■ **Prompt 1**
Count the lines in the rows below that contain the string "grass", and reply with that number alone.
+++ Given passage
- Origin: Melbourne, Victoria, Australia
- Genres: Reggae, ska
- Years active: 1992–present
- Labels: Mushroom Records, Shock Records, ABC Music
- Members: Paulie Stewart Paulo Almeida Colin Badger Osme Gonsalves Gil Santos Nelito Riberio Zeca Mesquita Mark Grunden Dave Pace Clare Murrell
- Past members: Paul Calvert Jenny Pineapple Colin Buckler Sonya Parkinson Tim Stewart Ross Hannaford Dan Golding

= Dili Allstars =

Australian/East Timorese reggae/ska band

The Dili Allstars are an Australian-East Timorese reggae and ska band based in Melbourne. They are one of the leading voices of support for the East Timorese people and a popular musical group. The band has released two albums; a special edition Portuguese tour CD; an EP titled Increase the Peace; and also tracks for the ARIA Award-winning Balibo soundtrack album, and the Australian Canadian telemovie Answered By Fire.

The band has also contributed tracks to the Kids Under Cover, This Is The Place for a Song, Love From A Short A Distance, All in the Family and Liberdade benefit albums.

==History==
===Formation and early years===
The Dili Allstars were formed when Paul Stewart (of the band Painters and Dockers) contacted East Timorese musician Gil Santos to record a song to protest the capture of East Timorese resistance leader Xanana Gusmão by Indonesian armed forces in the early nineties. This song was a version of Rose Tattoo's 'We Can't Be Beaten', sung in both Tetum and English. Both Santos and Stewart had had a long involvement with the East Timor struggle as they had lost a father and a brother, respectively, in the Indonesian invasion of 1975.
++++++
+++ Supplied records
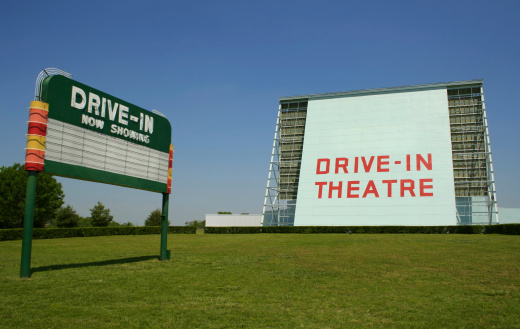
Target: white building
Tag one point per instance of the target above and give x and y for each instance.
(414, 155)
(227, 220)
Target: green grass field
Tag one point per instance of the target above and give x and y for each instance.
(265, 281)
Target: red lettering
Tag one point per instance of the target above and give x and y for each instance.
(351, 188)
(341, 163)
(427, 165)
(408, 188)
(381, 163)
(327, 166)
(423, 186)
(390, 182)
(371, 188)
(320, 190)
(369, 165)
(335, 188)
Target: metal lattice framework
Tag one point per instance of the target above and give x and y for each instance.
(284, 170)
(475, 192)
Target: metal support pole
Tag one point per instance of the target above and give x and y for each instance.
(30, 197)
(165, 254)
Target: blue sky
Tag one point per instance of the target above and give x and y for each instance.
(217, 68)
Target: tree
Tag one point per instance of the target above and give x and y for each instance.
(67, 217)
(13, 186)
(155, 218)
(100, 215)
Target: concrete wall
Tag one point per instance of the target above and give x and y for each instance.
(213, 220)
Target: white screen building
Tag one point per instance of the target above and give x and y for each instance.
(415, 155)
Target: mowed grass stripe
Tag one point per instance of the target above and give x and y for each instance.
(265, 281)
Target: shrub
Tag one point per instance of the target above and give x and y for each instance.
(53, 233)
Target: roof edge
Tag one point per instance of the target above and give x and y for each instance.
(386, 90)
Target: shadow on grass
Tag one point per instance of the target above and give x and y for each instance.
(102, 263)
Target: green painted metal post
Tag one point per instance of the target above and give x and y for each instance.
(30, 197)
(165, 254)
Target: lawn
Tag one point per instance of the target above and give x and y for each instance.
(265, 281)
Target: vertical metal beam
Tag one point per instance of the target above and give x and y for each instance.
(30, 197)
(165, 254)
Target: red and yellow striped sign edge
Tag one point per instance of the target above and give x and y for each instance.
(170, 162)
(36, 136)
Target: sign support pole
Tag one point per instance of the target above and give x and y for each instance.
(30, 197)
(165, 254)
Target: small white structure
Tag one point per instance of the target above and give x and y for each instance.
(228, 220)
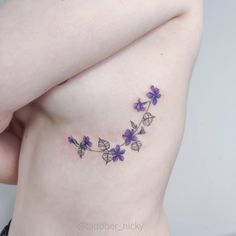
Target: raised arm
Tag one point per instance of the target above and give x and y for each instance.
(43, 43)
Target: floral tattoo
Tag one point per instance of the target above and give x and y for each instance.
(130, 136)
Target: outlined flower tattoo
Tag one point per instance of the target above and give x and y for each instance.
(130, 136)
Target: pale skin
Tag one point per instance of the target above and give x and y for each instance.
(109, 52)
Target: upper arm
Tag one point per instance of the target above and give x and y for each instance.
(43, 43)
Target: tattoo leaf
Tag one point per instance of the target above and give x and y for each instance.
(107, 156)
(103, 144)
(135, 146)
(148, 118)
(133, 125)
(81, 152)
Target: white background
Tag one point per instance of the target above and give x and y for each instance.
(201, 197)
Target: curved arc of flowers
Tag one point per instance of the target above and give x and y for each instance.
(153, 96)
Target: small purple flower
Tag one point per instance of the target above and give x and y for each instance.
(154, 95)
(72, 140)
(85, 143)
(129, 136)
(117, 153)
(142, 131)
(139, 106)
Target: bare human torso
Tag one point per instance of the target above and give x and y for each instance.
(60, 193)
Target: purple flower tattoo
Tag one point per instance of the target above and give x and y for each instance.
(154, 94)
(117, 153)
(85, 144)
(130, 136)
(72, 140)
(139, 106)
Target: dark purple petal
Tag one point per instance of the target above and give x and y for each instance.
(72, 140)
(152, 88)
(154, 100)
(150, 95)
(139, 106)
(122, 151)
(142, 131)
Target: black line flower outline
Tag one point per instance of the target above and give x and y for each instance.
(130, 135)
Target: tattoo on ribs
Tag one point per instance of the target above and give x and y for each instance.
(130, 136)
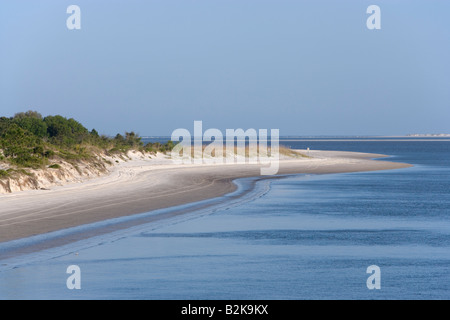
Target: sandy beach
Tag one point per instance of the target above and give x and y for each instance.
(144, 185)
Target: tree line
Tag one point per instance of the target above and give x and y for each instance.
(29, 140)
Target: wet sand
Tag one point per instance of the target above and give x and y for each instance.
(143, 186)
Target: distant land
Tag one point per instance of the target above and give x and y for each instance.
(428, 135)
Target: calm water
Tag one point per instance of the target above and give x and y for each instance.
(297, 237)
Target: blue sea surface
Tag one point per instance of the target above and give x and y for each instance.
(294, 237)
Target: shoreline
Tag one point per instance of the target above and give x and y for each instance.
(142, 186)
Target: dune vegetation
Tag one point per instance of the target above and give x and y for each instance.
(29, 140)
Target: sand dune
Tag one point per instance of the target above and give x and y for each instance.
(144, 185)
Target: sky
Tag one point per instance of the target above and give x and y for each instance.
(303, 67)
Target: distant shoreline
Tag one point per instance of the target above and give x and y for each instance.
(141, 186)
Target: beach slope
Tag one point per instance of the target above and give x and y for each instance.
(145, 185)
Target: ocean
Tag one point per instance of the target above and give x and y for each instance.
(290, 238)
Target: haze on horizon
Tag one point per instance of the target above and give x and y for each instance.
(304, 67)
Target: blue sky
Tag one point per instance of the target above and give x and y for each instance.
(304, 67)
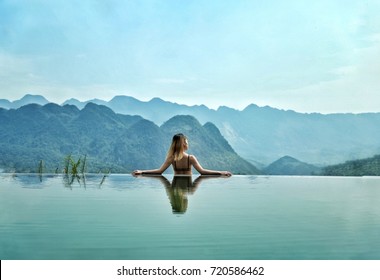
++++++
■ **Prompt 2**
Transcribe the entire Dili Allstars article above word for word.

■ **Task answer 1**
3

■ **Task answer 2**
- Origin: Melbourne, Victoria, Australia
- Genres: Reggae, ska
- Years active: 1992–present
- Labels: Mushroom Records, Shock Records, ABC Music
- Members: Paulie Stewart Paulo Almeida Colin Badger Osme Gonsalves Gil Santos Nelito Riberio Zeca Mesquita Mark Grunden Dave Pace Clare Murrell
- Past members: Paul Calvert Jenny Pineapple Colin Buckler Sonya Parkinson Tim Stewart Ross Hannaford Dan Golding

= Dili Allstars =

Australian/East Timorese reggae/ska band

The Dili Allstars are an Australian-East Timorese reggae and ska band based in Melbourne. They are one of the leading voices of support for the East Timorese people and a popular musical group. The band has released two albums; a special edition Portuguese tour CD; an EP titled Increase the Peace; and also tracks for the ARIA Award-winning Balibo soundtrack album, and the Australian Canadian telemovie Answered By Fire.

The band has also contributed tracks to the Kids Under Cover, This Is The Place for a Song, Love From A Short A Distance, All in the Family and Liberdade benefit albums.

==History==
===Formation and early years===
The Dili Allstars were formed when Paul Stewart (of the band Painters and Dockers) contacted East Timorese musician Gil Santos to record a song to protest the capture of East Timorese resistance leader Xanana Gusmão by Indonesian armed forces in the early nineties. This song was a version of Rose Tattoo's 'We Can't Be Beaten', sung in both Tetum and English. Both Santos and Stewart had had a long involvement with the East Timor struggle as they had lost a father and a brother, respectively, in the Indonesian invasion of 1975.